▸ **必須課題**:
#1 歯医者の品格を扱った抜粋から、次の一文を英語に訳せ。「歯科業界を含め、これまでの医療の世界は医療を提供する側が常に患者側よりも上段に立つ所がありました。」
#2 抜粋の内容について、次の問いに答えよ。
(a) 昨年ベストセラーになった本の題名は何か。
(b) 歯科業界の人たちが集まって話すと、皆が異口同音に口にする文句は何か。
(c) 筆者はその文句を耳にするたびに何を感じるか。

▸ **抜粋**:

====================

昨年、国家の品格という本がベストセラーになってから“○○の品格“というネーミングがブームのようになっています。このブームに乗るわけではないのですが、今日は歯医者の品格について少し考えてみようと思います。
歯科業界の人たちが集まって話をすると、皆が異口同音に口にする文句があります。その文句とは“患者さんのため”。
患者さんのための治療 患者さんのための口腔衛生指導 患者さんのための診療体制
などなどあるのですが、僕はこのような文句を耳にする度、違和感があるのです。その理由は、どうして歯科業界の人たちは、今更当たり前のことを口々に言っているのだろうかと疑問です。
歯科業界を含め、これまでの医療の世界は医療を提供する側が常に患者側よりも上段に立つ所がありました。
“拠らしむべし、知らしむべからず”。

====================

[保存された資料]
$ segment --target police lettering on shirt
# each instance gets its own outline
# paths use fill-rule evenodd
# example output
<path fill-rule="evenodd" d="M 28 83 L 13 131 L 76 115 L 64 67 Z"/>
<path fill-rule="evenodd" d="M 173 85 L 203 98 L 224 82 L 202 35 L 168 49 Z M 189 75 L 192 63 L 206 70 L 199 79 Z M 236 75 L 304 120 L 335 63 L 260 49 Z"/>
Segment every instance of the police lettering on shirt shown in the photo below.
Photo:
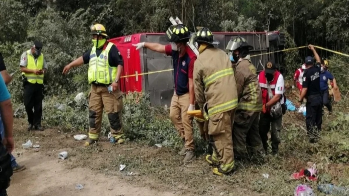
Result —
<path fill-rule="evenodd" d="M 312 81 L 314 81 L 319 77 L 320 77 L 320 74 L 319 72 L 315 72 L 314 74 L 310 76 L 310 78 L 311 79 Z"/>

====================

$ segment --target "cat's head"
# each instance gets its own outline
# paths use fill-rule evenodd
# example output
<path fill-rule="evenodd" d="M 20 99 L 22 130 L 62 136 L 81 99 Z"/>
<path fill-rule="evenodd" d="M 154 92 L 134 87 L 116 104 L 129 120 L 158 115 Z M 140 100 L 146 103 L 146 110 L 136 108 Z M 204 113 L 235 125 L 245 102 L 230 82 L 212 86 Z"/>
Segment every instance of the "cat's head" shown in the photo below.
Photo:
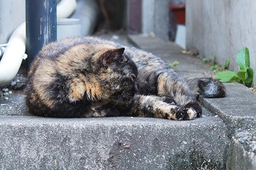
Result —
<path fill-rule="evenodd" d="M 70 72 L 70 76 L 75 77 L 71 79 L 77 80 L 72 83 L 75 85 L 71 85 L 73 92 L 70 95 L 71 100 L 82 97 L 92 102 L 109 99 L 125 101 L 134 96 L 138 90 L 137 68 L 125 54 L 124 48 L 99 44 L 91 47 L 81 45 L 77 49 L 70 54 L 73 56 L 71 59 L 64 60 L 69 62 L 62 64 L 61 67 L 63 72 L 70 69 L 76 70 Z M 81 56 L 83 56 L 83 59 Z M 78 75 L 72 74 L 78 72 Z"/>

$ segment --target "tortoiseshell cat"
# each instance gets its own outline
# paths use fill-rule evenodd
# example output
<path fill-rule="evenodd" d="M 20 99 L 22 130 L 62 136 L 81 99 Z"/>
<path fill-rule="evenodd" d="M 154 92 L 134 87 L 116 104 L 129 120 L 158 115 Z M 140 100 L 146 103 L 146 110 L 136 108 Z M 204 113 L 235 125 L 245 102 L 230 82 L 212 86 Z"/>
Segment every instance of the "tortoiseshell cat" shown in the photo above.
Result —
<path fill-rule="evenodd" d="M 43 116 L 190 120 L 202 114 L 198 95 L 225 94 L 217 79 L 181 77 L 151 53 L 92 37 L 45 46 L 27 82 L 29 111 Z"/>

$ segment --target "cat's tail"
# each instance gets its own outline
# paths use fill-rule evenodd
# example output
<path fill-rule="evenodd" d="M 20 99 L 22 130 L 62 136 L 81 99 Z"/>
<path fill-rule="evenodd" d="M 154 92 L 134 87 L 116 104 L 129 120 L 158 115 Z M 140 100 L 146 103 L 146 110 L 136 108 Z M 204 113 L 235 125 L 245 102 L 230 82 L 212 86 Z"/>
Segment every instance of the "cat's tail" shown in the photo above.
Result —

====================

▸ **課題の解答**:
#1 Until now, the world of medicine, including the dental industry, has tended to place those who provide care above patients at all times.

#2
(a) 国家の品格
(b) 患者さんのため
(c) 違和感